» Given request
Every line from the one with "Could you spot the cloud" through the end of the records below should be restated word for word, and nothing outside that span.

» Dataset content
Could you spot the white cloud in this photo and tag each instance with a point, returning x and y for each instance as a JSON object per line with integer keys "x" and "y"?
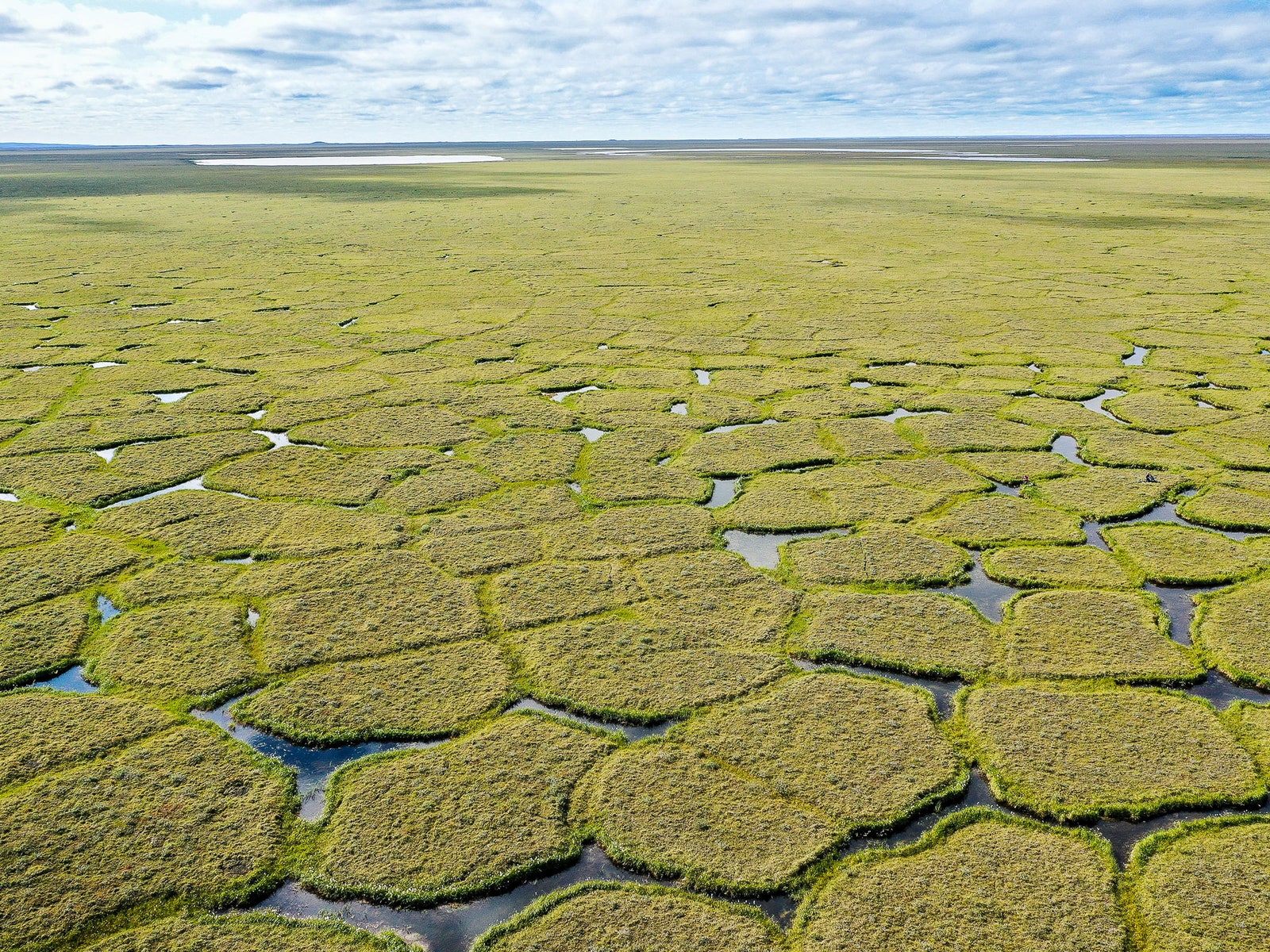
{"x": 225, "y": 71}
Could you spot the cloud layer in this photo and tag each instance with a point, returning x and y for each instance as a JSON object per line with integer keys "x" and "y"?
{"x": 431, "y": 70}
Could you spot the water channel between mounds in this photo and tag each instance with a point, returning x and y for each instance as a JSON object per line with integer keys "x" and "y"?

» Solution for this problem
Could you spot the cloud layer in this photo and tag each instance with a point, returning x and y for each instance as a JSON object per line with integer keys "x" and "y"?
{"x": 431, "y": 70}
Could you spot the water channel between mounds in this photo and tag each instance with a point, returning x and y for each instance as a JSON object per line with integer keys "x" and "y"?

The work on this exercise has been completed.